→ **DOCUMENT EXTRACT**
/---
Here is just one example of the benefits to belonging to an online support group.  The group I belong to is called “Memory People” on Facebook. I have been at times overwhelmed with the supportive and honest conversations between those with Dementia and the Caregivers of those with Memory Loss. I want you to know that nothing communicated in the Memory People group is for public use without authorization.  Both Mother and son have given me the honor of publishing this letter on the blog, as to help others.  A big “Thanks” goes out to both of them.  🙂

This is an Amazing letter from a Son to his Mother with Alzheimer’s Disease.  The insight and guidance given is incredible and precious.  His Mothers says she reads it every day.  Enjoy!

Mom,

Maybe it’s not so bad to slowly lose memories: you won’t even know it’s happening until you try to remember it and it’s gone. Rather than worry, I say submit to the chaos…even when you don’t remember who the people are right in front of you, just know always that you are surrounded by people that love you. What more could any person wish?

Never submit to despair: it’s a universal law of nature all things must obey: they are created, they’re around for a while, then they are returned to nature. Rocks, trees, stars, planets, and people: we all exist only for some time. Enjoy the time you do have, because you are one of the few lucky individuals that will ever get to have any time to enjoy at all. Of all the billions of people that came before you, the trillions of plants and animals that came before us, the number of things that never existed is even larger.

So create, you creature! Write words, draw pictures; ideas are of no use to anyone unless they’re put down somewhere. Consider this: every sentence you read of mine, I am transferring thoughts into your head. You are here with me now as I write these words. You will always be with me, for as we read these words, we are of one mind. This magic that we call reading is time travel for author and reader alike. I am with you in the future, dear reader, and you are with me in the past, your humble author.
\---
→ **INPUT DATA**
/---
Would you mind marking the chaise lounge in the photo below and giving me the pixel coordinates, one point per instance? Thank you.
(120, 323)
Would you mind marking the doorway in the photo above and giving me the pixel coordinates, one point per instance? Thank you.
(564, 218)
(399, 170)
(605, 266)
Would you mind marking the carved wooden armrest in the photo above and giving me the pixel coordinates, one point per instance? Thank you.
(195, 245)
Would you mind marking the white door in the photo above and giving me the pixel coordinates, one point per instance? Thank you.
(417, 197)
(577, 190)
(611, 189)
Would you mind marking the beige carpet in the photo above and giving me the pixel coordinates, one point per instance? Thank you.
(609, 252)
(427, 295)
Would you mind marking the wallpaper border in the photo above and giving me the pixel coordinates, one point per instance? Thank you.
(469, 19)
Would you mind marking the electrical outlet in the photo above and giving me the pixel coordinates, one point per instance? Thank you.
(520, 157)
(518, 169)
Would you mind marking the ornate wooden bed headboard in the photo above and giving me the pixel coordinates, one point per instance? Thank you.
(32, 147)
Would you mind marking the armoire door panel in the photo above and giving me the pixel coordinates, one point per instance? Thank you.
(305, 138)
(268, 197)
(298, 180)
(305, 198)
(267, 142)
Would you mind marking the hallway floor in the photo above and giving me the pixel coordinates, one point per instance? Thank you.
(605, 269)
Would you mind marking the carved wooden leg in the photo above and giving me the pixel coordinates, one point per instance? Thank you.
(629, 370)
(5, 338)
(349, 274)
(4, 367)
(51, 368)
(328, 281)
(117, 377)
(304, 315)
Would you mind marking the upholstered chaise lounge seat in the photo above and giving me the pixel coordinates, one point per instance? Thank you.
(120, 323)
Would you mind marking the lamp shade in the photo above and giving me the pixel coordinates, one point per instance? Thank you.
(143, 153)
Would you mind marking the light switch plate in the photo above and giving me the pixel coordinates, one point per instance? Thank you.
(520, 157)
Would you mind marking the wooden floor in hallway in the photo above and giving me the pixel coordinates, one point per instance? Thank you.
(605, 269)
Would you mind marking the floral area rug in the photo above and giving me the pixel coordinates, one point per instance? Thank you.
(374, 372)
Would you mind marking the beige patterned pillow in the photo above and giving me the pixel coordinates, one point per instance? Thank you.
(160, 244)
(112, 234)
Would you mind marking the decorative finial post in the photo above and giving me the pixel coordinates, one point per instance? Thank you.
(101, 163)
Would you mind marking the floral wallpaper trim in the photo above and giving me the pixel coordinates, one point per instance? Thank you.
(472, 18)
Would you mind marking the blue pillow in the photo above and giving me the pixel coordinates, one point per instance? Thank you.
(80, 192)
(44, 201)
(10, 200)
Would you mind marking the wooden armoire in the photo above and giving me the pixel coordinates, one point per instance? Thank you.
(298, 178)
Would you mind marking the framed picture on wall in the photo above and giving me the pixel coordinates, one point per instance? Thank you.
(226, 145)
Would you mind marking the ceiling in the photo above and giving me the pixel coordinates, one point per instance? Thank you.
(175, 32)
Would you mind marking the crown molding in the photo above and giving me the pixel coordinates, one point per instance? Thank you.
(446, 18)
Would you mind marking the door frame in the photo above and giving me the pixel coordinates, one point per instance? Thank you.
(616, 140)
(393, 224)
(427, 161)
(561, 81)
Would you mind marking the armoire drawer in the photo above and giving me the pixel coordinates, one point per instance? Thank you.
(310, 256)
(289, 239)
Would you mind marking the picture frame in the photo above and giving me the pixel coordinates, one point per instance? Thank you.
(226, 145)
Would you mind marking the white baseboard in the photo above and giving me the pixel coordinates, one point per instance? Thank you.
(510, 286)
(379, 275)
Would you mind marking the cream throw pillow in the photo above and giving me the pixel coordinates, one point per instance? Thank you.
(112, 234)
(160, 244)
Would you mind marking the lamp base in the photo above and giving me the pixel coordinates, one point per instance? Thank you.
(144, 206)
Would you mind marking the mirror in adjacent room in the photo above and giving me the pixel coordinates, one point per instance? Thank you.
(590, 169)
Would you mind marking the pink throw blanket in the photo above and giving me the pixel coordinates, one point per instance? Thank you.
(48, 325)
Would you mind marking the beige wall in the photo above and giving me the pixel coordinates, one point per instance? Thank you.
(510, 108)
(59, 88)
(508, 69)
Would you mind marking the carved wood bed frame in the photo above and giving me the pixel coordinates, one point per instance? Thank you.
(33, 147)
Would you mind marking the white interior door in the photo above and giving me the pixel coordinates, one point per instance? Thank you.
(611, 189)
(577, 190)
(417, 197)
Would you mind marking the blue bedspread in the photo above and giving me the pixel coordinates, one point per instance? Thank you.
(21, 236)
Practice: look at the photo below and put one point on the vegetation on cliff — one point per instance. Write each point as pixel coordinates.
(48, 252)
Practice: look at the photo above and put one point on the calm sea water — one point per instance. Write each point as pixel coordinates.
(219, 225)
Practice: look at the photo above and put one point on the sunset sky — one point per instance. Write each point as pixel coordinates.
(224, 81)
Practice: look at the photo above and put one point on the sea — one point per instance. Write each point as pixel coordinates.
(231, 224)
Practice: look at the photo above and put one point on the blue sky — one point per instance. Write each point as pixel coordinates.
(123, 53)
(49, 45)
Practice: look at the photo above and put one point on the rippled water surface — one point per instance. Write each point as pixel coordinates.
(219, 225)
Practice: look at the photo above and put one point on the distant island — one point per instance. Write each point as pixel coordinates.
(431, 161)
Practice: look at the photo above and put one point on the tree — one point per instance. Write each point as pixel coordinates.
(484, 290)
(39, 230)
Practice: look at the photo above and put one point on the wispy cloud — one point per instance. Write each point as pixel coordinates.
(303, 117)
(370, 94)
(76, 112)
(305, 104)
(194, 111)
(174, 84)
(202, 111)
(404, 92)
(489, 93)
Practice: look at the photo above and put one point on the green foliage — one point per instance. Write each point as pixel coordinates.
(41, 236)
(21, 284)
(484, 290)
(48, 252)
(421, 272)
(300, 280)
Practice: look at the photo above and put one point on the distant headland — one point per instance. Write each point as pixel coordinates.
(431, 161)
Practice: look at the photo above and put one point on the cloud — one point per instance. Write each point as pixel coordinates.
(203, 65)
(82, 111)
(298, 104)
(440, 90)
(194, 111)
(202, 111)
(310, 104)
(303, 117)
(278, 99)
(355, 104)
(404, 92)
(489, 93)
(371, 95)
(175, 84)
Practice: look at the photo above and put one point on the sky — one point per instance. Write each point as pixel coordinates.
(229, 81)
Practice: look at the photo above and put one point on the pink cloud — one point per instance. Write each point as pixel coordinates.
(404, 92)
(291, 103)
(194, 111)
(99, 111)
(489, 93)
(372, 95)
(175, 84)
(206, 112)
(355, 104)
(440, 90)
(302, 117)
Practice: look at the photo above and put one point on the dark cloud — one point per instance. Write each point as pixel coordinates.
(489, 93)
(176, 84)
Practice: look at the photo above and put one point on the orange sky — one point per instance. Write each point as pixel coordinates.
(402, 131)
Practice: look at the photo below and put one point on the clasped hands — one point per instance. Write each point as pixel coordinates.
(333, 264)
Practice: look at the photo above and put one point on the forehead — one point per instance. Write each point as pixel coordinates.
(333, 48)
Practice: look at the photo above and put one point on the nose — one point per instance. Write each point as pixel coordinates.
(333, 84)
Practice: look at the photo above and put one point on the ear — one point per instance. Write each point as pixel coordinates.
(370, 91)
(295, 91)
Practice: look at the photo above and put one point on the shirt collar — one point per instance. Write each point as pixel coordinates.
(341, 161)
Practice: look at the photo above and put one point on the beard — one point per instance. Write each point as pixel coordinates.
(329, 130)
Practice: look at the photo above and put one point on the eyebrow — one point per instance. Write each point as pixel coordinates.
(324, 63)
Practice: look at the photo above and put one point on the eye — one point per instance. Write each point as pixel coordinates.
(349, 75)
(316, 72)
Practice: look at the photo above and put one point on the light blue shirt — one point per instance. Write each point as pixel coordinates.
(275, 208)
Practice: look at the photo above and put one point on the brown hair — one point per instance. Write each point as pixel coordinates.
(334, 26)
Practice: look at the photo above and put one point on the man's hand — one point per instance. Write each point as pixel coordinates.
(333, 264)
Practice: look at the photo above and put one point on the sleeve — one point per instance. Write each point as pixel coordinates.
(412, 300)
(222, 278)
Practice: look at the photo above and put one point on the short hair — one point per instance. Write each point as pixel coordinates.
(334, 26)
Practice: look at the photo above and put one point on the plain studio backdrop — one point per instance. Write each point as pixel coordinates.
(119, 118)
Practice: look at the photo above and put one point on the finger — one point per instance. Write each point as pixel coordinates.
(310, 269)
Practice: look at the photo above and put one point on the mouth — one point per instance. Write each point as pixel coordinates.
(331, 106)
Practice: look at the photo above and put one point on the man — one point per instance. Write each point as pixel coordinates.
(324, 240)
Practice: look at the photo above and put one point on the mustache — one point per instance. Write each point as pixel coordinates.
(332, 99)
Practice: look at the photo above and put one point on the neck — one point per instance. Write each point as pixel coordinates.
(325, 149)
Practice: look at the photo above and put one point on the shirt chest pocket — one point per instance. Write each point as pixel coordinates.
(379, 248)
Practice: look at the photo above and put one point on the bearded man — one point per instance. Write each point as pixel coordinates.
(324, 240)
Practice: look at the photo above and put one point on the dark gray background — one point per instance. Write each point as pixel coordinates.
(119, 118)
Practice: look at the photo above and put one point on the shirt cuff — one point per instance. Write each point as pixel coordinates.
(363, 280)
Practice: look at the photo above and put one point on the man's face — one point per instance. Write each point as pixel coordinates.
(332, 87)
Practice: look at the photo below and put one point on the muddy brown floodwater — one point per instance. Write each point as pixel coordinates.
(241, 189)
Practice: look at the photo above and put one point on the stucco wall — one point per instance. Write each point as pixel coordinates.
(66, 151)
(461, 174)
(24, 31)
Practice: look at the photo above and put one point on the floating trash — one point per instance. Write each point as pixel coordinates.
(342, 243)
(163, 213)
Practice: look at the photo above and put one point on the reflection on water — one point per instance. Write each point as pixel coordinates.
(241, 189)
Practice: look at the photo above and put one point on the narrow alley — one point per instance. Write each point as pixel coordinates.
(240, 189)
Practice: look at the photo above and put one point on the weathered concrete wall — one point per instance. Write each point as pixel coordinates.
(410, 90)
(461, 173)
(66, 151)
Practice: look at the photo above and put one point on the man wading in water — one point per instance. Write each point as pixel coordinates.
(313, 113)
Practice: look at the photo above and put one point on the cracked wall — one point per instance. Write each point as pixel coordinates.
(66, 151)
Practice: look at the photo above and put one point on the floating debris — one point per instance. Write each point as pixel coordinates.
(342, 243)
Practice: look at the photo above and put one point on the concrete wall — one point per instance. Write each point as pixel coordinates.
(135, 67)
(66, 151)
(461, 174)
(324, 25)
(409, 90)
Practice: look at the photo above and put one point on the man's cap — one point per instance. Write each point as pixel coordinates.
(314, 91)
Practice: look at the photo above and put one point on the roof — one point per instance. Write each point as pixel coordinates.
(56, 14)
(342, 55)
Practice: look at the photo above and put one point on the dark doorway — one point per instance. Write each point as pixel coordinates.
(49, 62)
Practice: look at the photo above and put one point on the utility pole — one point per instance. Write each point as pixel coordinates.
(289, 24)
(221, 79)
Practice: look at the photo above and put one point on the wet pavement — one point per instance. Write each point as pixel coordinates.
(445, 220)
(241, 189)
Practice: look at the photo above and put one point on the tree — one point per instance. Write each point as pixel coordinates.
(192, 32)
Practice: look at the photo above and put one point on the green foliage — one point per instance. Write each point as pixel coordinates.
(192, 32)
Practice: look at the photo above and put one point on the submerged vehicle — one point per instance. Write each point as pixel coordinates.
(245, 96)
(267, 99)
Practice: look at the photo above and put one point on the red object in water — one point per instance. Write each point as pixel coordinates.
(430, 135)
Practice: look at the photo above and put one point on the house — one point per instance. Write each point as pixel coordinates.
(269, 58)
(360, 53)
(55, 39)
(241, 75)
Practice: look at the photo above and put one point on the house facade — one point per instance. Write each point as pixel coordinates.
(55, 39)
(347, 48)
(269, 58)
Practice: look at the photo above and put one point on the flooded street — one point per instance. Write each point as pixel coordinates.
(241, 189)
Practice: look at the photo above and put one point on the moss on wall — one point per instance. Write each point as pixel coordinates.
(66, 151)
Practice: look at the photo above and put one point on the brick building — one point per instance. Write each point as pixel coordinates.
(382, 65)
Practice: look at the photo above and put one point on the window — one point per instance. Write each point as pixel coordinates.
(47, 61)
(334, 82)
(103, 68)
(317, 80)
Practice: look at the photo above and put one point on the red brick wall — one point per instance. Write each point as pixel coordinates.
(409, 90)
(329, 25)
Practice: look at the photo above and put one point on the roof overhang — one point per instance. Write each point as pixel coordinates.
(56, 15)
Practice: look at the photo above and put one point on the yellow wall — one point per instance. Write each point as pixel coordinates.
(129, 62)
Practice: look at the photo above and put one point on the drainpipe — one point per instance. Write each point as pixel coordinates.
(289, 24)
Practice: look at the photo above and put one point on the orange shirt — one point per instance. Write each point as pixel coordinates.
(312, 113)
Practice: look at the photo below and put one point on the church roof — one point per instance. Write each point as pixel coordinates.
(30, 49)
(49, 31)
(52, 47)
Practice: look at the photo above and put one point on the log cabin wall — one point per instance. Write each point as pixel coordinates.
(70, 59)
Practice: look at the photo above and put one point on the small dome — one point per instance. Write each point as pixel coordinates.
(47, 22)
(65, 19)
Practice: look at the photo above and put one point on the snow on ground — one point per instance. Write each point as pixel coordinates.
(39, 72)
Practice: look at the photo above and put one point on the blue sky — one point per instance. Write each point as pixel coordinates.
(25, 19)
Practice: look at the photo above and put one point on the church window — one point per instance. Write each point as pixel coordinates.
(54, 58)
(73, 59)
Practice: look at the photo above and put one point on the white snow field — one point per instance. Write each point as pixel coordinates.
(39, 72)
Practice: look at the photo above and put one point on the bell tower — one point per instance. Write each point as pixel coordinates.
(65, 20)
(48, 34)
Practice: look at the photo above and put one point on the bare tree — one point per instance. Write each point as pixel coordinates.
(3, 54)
\---
→ **TASK TO COMPLETE**
Answer these about the blog post with the son's letter to his mother:
1. What is the online support group called?
2. How often does the mother say she reads the letter?
3. What does the letter say the magic called reading is?

→ **YOUR SOLUTION**
1. "Memory People," on Facebook.
2. Every day.
3. Time travel for author and reader alike.